**Activity 1**
Reproduce the MSGFgui introduction word for word between "This package comes" and "through R code.", inclusive.
**Activity 2**
Continue the MSGFgui introduction from where it stops.

START Text segment

This document is intended to guide the user through the different aspects of
using MSGFgui to perform peptide identification from raw LC-MS/MS data and
inveestigate the results. Note that this document will not describe the inner
workings of MS-GF+ - the algorithm that performs the identification. For users
interested in the nitty-gritty of the algorithm please see the 
[MS-GF+ webpage](http://proteomics.ucsd.edu/software-tools/ms-gf/).

This package comes with a sister package, 
[MSGFplus](https://github.com/thomasp85/MSGFplus), that provides the interface
to the original MS-GF+ java code. If you wish to implement MS-GF+ analysis
within your own functions or packages, MSGFplus provide a command-line interface
to MS-GF+. This package, conversely, only provides a GUI overlay and a symphony
of visualisations coded in Javascript (using D3.js) that cannot be accessed 
through R code.

MSGFgui is being maintained at its 
[GitHub repository](https://github.com/thomasp85/MSGFgui), where bug reports and
feature requests are happily accepted.

END Text segment
START Data under study

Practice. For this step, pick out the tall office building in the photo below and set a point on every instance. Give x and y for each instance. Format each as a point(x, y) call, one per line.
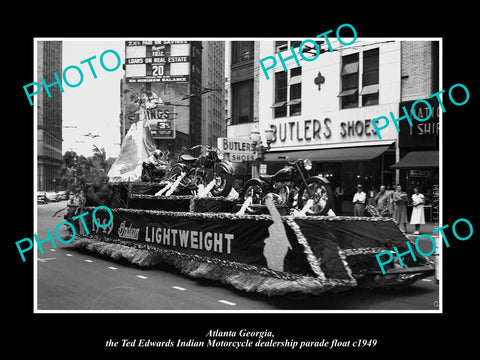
point(49, 115)
point(213, 97)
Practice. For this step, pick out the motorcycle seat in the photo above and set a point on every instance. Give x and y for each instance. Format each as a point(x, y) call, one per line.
point(266, 178)
point(187, 157)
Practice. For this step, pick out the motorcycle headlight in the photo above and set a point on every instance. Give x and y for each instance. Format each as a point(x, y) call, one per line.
point(307, 163)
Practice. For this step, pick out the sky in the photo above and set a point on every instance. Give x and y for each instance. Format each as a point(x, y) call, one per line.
point(93, 106)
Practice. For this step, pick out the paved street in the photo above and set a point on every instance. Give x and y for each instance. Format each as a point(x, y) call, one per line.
point(73, 279)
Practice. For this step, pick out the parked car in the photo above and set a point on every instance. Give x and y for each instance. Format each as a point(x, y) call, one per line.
point(42, 197)
point(52, 196)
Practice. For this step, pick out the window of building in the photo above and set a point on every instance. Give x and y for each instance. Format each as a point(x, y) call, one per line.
point(280, 104)
point(349, 77)
point(370, 81)
point(295, 83)
point(242, 51)
point(288, 93)
point(242, 102)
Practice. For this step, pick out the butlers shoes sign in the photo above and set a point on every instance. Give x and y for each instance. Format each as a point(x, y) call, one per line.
point(337, 128)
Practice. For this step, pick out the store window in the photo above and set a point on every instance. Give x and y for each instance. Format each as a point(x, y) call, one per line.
point(288, 93)
point(242, 102)
point(369, 91)
point(349, 78)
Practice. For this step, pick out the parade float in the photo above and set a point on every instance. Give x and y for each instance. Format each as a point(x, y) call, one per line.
point(269, 239)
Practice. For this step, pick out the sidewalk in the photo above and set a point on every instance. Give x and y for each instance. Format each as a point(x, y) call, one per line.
point(427, 228)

END Data under study

**Response area 1**
This package comes with a sister package, 
[MSGFplus](https://github.com/thomasp85/MSGFplus), that provides the interface
to the original MS-GF+ java code. If you wish to implement MS-GF+ analysis
within your own functions or packages, MSGFplus provide a command-line interface
to MS-GF+. This package, conversely, only provides a GUI overlay and a symphony
of visualisations coded in Javascript (using D3.js) that cannot be accessed 
through R code.

**Response area 2**
## System requirements
Well obviously you need R, but lets assume you got that covered. The main point
is that working with proteomics data puts some strain on your system. I don't 
want to throw you a list of specs you should compare your system to, but do know
that the kind of analysis facilitated by the GUI is best suited for a 
workstation class system. That means lots of memory and a multitude of cores.
When that is said there is nothing about the GUI itself that requires a 
mighty machine, so if you have some small (~200 mb) raw files you'll have no 
problem playing around with the GUI on a decent laptop.

**WARNING:** Due to some unfortunate incompatibility between shiny, mzR/Rcpp and
RStudio, running MSGFgui through RStudio will cause the R session to crash once
raw data is trying to get accessed (retrieving raw MS/MS scans). This is not a 
problem when running R in the standard way. This problem will hopefully soon be
adressed and this warning will disappear.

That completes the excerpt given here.